### Textauszug
━━━━━━━━

Von unserer Mitarbeiterin Julia Mend
 |  aktualisiert: 03.12.2006 22:29 Uhr
Ein silbergrauer Passat fährt langsam über den riesigen Parkplatz. Der Fahrer hält an, schaut den weißen Kirchturm hoch zum schwarzen Kreuz. Er senkt den Blick, ein kurzer Tritt aufs Gas, er braust davon.

Kommt alle, venite tutti - der Mann fühlt sich nicht angesprochen. In acht Sprachen lädt die Autobahnkirche in Geiselwind ein, Rast zu machen. Der Fahrer sieht nicht den Regenbogen, den die Sonnenstrahlen durch die Fensterscheibe an die weiße Wand werfen. Er hört nicht, wie leise Musik vergessen lässt, dass nicht einmal einen Kilometer weiter die Autos auf der A 3 vorbei donnern.

Seit 2001 ist auf dem Rasthof Strohofer die Kirche "Licht auf unserem Weg" eingeweiht. Geprägt vom katholischen Glauben verspürte die Familie Strohofer den Wunsch, aus "Freude und Dankbarkeit" eine Kirche zu bauen. "Wir wollen daran erinnern, dass es mehr gibt im Leben als Arbeit, Spaß und Freizeit", erklärt Manuela Strohofer, Tochter des Rasthof-Chefs Anton Strohofer. Die Kirche, die dem Heiligen Antonius geweiht ist, liegt ihr am Herzen. "Wir wollten, dass Gott in unserem Familienbetrieb einen festen Platz hat."

"Bei uns macht sich keiner lächerlich, wenn er in die Kirche geht"

Manuela Strohofer Autobahnkirche Geiselwind

Den hat der Herrgott am Rande eines 400 000 Quadratmeter großen Areals des Rasthofs bekommen. Neben Tankstellen, Hotel und einer riesigen Halle für Veranstaltungen streckt sich der 30 Meter hohe Kirchturm in die Höhe, erhebt sich über das dreistöckige Gotteshaus. Bewusst haben die Strohofers den Platz gewählt. Mitten im Trubel und doch mit Blick ins Grüne. "Auch Gott und sein Wort sind ein Erlebnis", sagt Manuela Strohofer überzeugt. Und das rund um die Uhr. Die Kirche bietet Gläubigen Tag und Nacht, die Möglichkeit, mit Gott zu sprechen.

━━━━━━━━

### Aufgabenstellung
Schreibe aus dem Text über die Autobahnkirche in Geiselwind alles von „Kommt alle, venite“ bis hinunter zu „A 3 vorbei donnern.“ wortgetreu ab.

### Auszüge aus Segmentierungsdaten
━━━━━━━━

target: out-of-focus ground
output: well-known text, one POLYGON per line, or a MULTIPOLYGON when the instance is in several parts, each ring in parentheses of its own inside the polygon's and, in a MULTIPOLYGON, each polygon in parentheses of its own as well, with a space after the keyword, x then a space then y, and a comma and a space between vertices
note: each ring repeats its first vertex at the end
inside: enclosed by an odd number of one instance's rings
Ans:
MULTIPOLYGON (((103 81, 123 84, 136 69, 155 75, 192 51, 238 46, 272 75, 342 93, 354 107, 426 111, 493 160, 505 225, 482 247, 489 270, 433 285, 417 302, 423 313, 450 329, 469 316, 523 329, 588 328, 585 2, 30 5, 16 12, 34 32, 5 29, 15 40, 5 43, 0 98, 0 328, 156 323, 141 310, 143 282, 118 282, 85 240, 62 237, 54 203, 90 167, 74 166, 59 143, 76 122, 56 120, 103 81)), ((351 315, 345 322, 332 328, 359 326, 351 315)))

━━━━━━━━

### Ergebnis
Kommt alle, venite tutti - der Mann fühlt sich nicht angesprochen. In acht Sprachen lädt die Autobahnkirche in Geiselwind ein, Rast zu machen. Der Fahrer sieht nicht den Regenbogen, den die Sonnenstrahlen durch die Fensterscheibe an die weiße Wand werfen. Er hört nicht, wie leise Musik vergessen lässt, dass nicht einmal einen Kilometer weiter die Autos auf der A 3 vorbei donnern.